### DOCUMENT SEGMENT ###
# New Cumberland Dam fishing



## eight8v45 (Jul 24, 2012)

New to the site I would like to know about fishing at the New Cumberland dam I don't know where to park or were your allowed to fish on the Ohio side?


----------



## Doboy (Oct 13, 2008)

eight8v45 said:


> New to the site I would like to know about fishing at the New Cumberland dam I don't know where to park or were your allowed to fish on the Ohio side?


WELCOME, eight
HUMMM, 74 hits and no info,,,
"allowed on the Ohio side?" Just about everywhere.
You post where your from, I'll send you a PM with the 'scoop',,, and maybe a map of where we fish. 
We 3 went down twice last week,,, had a seat open both times.
We caught lots of cats & Drum. Sooner or later we'll hit the 'whites' again.
Maybe you know a better way,,, WE SHARE


----------



## WISH IT WAS YOU (Jul 25, 2006)

doboy when you guys left nothing really changed we caught more drum my dad caught two dinky flathead and i caught one crappie but besides that it was all drum idk what was going on down their


----------



## eight8v45 (Jul 24, 2012)

I'm from Girard area I know I can get bait at reds on 7 but where can i park near the dam on Ohio side


----------



## Bad Bub (Jan 17, 2006)

eight8v45 said:


> I'm from Girard area I know I can get bait at reds on 7 but where can i park near the dam on Ohio side


Right below the dam is a series of flag poles and a break in the guardrail. Most people park there, or across the highway in front of the post office. The little store there has also started selling bait, but i'm not sure what all they carry.
### STORED RECORDS ###
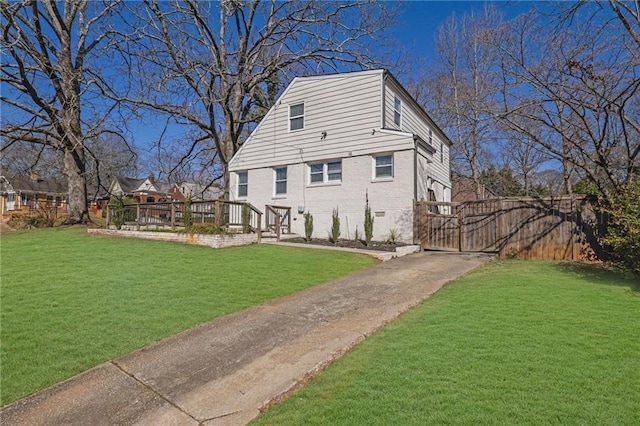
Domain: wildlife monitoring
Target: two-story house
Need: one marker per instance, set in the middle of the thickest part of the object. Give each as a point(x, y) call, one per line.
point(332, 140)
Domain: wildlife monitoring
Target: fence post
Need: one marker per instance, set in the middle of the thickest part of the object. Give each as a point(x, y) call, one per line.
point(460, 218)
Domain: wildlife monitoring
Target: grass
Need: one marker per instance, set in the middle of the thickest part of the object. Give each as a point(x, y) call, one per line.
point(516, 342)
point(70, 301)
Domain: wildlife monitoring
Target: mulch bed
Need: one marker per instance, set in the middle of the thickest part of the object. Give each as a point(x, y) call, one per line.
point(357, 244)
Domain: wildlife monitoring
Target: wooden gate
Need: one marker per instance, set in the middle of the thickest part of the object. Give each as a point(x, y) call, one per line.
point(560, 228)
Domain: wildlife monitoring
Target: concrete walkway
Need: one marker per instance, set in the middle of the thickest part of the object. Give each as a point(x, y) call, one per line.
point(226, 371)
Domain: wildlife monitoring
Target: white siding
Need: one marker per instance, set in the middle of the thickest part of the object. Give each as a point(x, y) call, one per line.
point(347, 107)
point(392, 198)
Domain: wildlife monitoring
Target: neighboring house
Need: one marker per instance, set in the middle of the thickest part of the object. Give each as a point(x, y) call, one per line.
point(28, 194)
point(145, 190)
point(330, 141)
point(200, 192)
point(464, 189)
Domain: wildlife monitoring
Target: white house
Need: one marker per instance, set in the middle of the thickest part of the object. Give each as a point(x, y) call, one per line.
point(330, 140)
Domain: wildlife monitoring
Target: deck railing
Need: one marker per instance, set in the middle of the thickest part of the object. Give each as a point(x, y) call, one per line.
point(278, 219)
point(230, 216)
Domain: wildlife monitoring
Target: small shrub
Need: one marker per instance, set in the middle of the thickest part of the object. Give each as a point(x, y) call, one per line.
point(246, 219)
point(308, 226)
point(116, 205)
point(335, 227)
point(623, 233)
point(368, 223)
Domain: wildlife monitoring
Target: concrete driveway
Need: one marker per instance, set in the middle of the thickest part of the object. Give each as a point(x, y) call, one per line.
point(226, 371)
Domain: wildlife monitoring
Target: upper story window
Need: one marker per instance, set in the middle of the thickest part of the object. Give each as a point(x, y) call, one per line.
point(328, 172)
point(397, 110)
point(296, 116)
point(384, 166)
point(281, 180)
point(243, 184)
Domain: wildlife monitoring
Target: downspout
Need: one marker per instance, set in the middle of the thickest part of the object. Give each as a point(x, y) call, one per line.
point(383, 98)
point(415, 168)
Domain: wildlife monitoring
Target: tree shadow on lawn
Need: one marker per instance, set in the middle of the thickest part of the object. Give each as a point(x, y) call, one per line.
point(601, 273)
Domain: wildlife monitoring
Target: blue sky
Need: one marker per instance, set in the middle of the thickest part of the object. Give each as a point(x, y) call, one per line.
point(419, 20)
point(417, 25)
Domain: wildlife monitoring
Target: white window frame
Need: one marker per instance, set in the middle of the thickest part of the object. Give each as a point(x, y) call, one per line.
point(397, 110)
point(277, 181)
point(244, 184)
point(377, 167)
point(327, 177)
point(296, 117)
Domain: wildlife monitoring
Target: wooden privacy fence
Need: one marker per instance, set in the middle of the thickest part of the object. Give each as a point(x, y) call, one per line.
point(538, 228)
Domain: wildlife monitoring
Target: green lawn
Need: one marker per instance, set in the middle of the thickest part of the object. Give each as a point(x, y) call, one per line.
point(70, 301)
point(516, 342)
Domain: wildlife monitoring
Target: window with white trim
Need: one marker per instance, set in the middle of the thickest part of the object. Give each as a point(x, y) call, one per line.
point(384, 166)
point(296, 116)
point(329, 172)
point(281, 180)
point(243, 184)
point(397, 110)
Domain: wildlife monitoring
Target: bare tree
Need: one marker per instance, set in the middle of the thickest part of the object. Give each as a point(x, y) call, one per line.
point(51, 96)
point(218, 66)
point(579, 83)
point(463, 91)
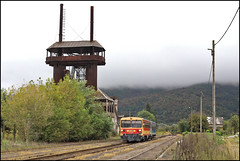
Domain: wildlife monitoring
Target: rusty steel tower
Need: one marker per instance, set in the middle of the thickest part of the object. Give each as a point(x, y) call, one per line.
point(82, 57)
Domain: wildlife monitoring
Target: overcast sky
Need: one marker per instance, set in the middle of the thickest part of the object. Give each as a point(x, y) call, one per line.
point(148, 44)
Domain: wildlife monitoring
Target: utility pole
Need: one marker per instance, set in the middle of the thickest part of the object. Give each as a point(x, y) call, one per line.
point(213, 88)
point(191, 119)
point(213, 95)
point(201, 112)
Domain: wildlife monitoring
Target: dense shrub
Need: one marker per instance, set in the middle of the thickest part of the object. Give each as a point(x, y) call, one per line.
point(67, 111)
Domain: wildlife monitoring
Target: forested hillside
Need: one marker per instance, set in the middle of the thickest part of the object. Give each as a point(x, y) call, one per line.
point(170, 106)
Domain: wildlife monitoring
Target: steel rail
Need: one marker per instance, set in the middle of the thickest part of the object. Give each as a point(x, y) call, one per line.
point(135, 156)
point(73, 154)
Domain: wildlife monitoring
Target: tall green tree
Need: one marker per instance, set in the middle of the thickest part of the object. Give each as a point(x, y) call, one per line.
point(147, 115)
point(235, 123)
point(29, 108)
###
* [REQUESTS]:
A) Reproduce the passage of the New Cumberland Dam fishing thread that begins with the words containing "We 3 went down" and ends with "(Jul 25, 2006)".
B) Say whether each statement agrees with the New Cumberland Dam fishing thread, answering yes or no and quoting the deciding words: (i) Doboy's group caught lots of cats and drum. (ii) eight8v45 is from the Girard area. (iii) Bad Bub says the little store near the dam does not sell bait.
C) Extend the New Cumberland Dam fishing thread beyond its final post.

* [PER-TASK ANSWERS]:
A)
We 3 went down twice last week,,, had a seat open both times.
We caught lots of cats & Drum. Sooner or later we'll hit the 'whites' again.
Maybe you know a better way,,, WE SHARE


----------



## WISH IT WAS YOU (Jul 25, 2006)

B)
(i) Yes: "We caught lots of cats & Drum."
(ii) Yes: "I'm from Girard area"
(iii) No: "The little store there has also started selling bait"

C)
Outdoor Hub mobile, the outdoor information engine


----------



## Doboy (Oct 13, 2008)

WISH IT WAS YOU said:


> doboy when you guys left nothing really changed, we caught more drum my dad caught two dinky flathead and i caught one crappie, but besides that it was all drum idk what was going on down there


Hey WIWY,
Rivarat might give it a go, again today,,, We'll just have to see what HE digs up! After all,,, He IS the "River King".
*This time, I hope he has his FISH I D pamphlet with him! 
BAAAAAA! LMAO! *


----------



## Rivarat (Sep 15, 2011)

29" 11pds! (thurs morn)


Outdoor Hub mobile, the outdoor information engine


----------



## Doboy (Oct 13, 2008)

Ya, Rivarat,,, Kudo's,,, Again.
I think it's time for you to come up to Erie,,, show US some of your 'STUFF'.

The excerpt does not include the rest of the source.